Mensajes en botellas.

George murió en casa. Trataba inútilmente de llenar de aire sus pulmones. Yo le vi morir. Sus hijos le vieron morir. El alma se le escapaba en un larguísimo tren desbocado y nosotros fuimos testigos y tenemos el traqueteo de su muerte metido en las costuras.
-Yo sé lo que es la muerte -me dice mi hijo de cuatro años- porque yo vi morir a papá.
Esto me ha dado una especie de brutalidad de la vida, una gran comprensión de la libertad de los demás y de desear entender a los demás, pero al mismo tiempo también me da a veces una falta de paciencia absoluta para otras cosas más pequeñas que sin duda los otros, el otro, las personas, entienden como parte (o incluso el todo) de su libertad. Volvemos así a mis habituales contrasentidos. Ellos tienen razón, por supuesto, no yo. Para colmo, ocurre que estoy bien el sesenta por ciento del tiempo, pero el resto, no. No estoy bien. Si soy exhaustiva en el análisis debo reconocer que mi mente hace como que estoy bien y hasta mis reflexiones tratan de hacerme creer que estoy bien pero no soy de fiar porque a menudo viene, con un viento fuerte, súbitamente la tormenta y se nubla la vista y cae la noche. Ese ruido abrumador son las emociones que juegan al ajedrez con mis pensamientos. Hay horas muy malas, de intensa soledad a la deriva, de hundimiento. Desaparece el norte. No es pena por lo que he perdido, es una ansiedad profunda por un futuro que no existe y que no sé cómo buscar. O sí, qué demonios, es pena, pena intensa por lo que he perdido y ansiedad por sospechar que nunca lo volveré a encontrar. Es como el dolor de un adolescente que espera que algo ocurra sin ser capaz de salir de su cuarto pintado de negro para que ocurra. No dura mucho –creo-, un día, dos, pero durante ese tiempo me caigo al subir una escalera a medio construir entre tinieblas y por ejemplo, mando un mensaje a alguien. Ciertas víctimas habituales con quienes deseo disculparme. Un SMS o un Whatsapp o un e-mail. El mensaje puede parecer inocente porque escribo un simple qué tal, o como van las cosas, o expreso un concepto fuera de contextos convencionales, en línea con mis recién halladas preocupaciones. Otras veces no. Hay momentos en que el mensaje es de cajón. Lo siento. Siento poner a los amigos en compromisos emocionales. Es inevitable tratar de buscar una mano que pare la caída. No sería humano que no hiciese ademán de agarrarme cuando la silla se tumba de espaldas. Desgraciadamente, la mayoría de las veces sólo me agarro al aire y me caigo en un vacío aterrador.
==================================================
Preguntas ::
[1] ¿Qué medios para mandar un mensaje se nombran en el texto? Escríbelos todos.
[2] Copia el texto desde las palabras "Mensajes en botellas." hasta las palabras "en las costuras.", incluidas. Cambia "casa" por "el hospital".

Material disponible ::
==================================================
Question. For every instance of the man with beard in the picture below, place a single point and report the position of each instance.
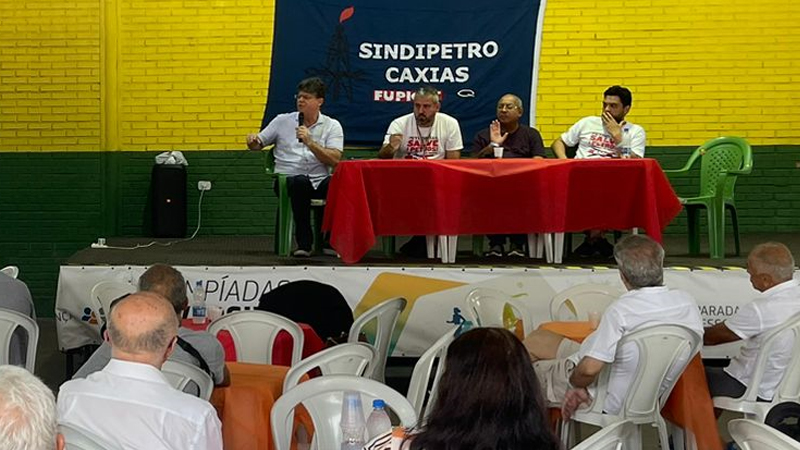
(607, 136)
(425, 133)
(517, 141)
==================================================
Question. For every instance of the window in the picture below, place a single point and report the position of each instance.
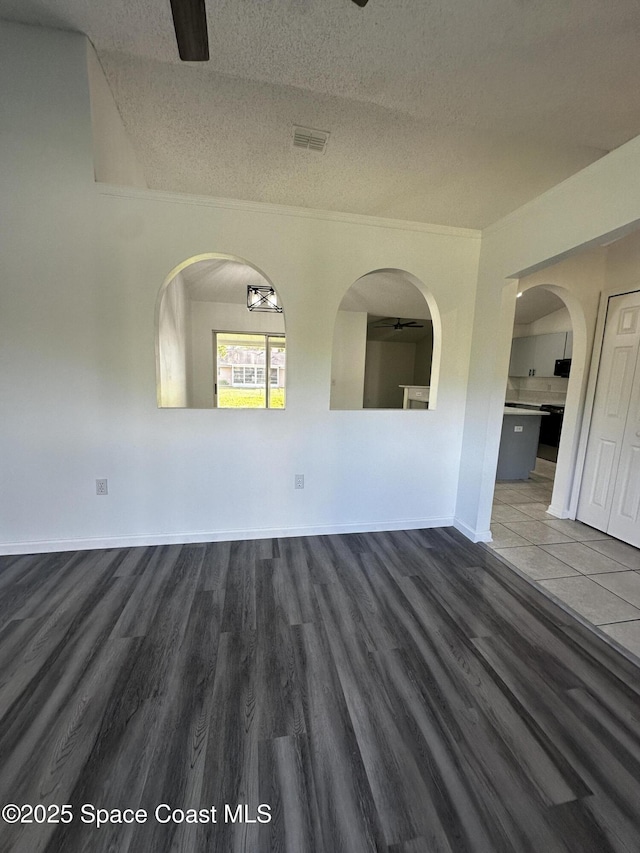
==================================================
Respuestas ::
[1] SMS, Whatsapp y e-mail.

[2]
Mensajes en botellas.

George murió en el hospital. Trataba inútilmente de llenar de aire sus pulmones. Yo le vi morir. Sus hijos le vieron morir. El alma se le escapaba en un larguísimo tren desbocado y nosotros fuimos testigos y tenemos el traqueteo de su muerte metido en las costuras.